# Synthetic data 

In [18]:
import numpy as np
np.set_printoptions(suppress=True)
import matplotlib.pyplot as plt
import pickle
import os

In [19]:
n_products = 1000
n_cusines = 20
products = list(range(n_products))
cuisines = list(range(n_cusines))

In [20]:
# each product has some overall frequency, 
# there are products globally infrequent and globally frequent
# some relative measure of frequency is proposed, e.g. frequent items are those with measure > 5
products_frequency = np.random.normal(size = n_products)
products_frequency = np.maximum(0, (products_frequency + 3.5))
# products_frequency

# Each cusine has from 5 to 15 frequent products used in recipes
n_frequent_products_of_cusines = np.random.randint(2, 10, n_cusines)

# Those products are:
frequent_products_of_cuisines = {}

for cuisine in range(n_cusines):
    frequent_products_of_cuisines[cuisine] = np.random.randint(0, n_products, n_frequent_products_of_cusines[cuisine])

In [21]:
# frequency of products in cusines will be adjusted in such way, that frequent products from a cusine will have 20% of overall frequency for cuisine

frequency_of_products_in_cuisines = {}

for cuisine in cuisines:
    frequent = frequent_products_of_cuisines[cuisine]
    non_frequent = list(set(products) - set(frequent))

# # # # #

◆ Stated problem 1 ◆
Answer these questions about the synthetic data notebook:
(a) What value is assigned to n_products?
(b) According to the comments, what measure marks an item as frequent?
(c) What share of a cuisine's overall frequency will its frequent products have?

(Labeled contour entries)

# # # # #

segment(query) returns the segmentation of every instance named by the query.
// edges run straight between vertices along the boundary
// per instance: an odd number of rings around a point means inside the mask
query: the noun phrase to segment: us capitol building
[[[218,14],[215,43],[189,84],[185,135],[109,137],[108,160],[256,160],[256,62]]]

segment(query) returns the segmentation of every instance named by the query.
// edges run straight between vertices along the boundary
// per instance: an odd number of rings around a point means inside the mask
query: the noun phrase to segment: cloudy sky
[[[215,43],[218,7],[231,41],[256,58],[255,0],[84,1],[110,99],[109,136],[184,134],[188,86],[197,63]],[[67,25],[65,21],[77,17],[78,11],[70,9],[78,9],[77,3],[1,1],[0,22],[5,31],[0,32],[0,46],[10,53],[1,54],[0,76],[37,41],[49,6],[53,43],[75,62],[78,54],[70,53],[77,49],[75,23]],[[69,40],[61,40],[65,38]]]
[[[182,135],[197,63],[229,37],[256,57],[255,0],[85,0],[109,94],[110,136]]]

# # # # #

◆ Stated problem 2 ◆
Rewrite the labeled contour entries listing in full, swapping "noun phrase" for "text label" wherever it occurs and leaving everything else the same.

◆ Exercise output 1 ◆
(a) 1000
(b) A measure greater than 5
(c) 20%

◆ Exercise output 2 ◆
segment(query) returns the segmentation of every instance named by the query.
// edges run straight between vertices along the boundary
// per instance: an odd number of rings around a point means inside the mask
query: the text label to segment: us capitol building
[[[218,14],[215,43],[189,84],[185,135],[109,137],[108,160],[256,160],[256,62]]]

segment(query) returns the segmentation of every instance named by the query.
// edges run straight between vertices along the boundary
// per instance: an odd number of rings around a point means inside the mask
query: the text label to segment: cloudy sky
[[[215,43],[218,7],[231,41],[256,58],[255,0],[84,1],[110,99],[109,136],[184,134],[188,86],[197,63]],[[67,25],[65,21],[77,17],[78,11],[70,9],[78,9],[77,3],[1,1],[0,22],[5,31],[0,32],[0,46],[10,53],[1,54],[0,76],[37,41],[49,6],[53,43],[75,62],[78,54],[70,53],[77,49],[75,23]],[[69,40],[61,40],[65,38]]]
[[[182,135],[197,63],[229,37],[256,57],[255,0],[85,0],[109,94],[110,136]]]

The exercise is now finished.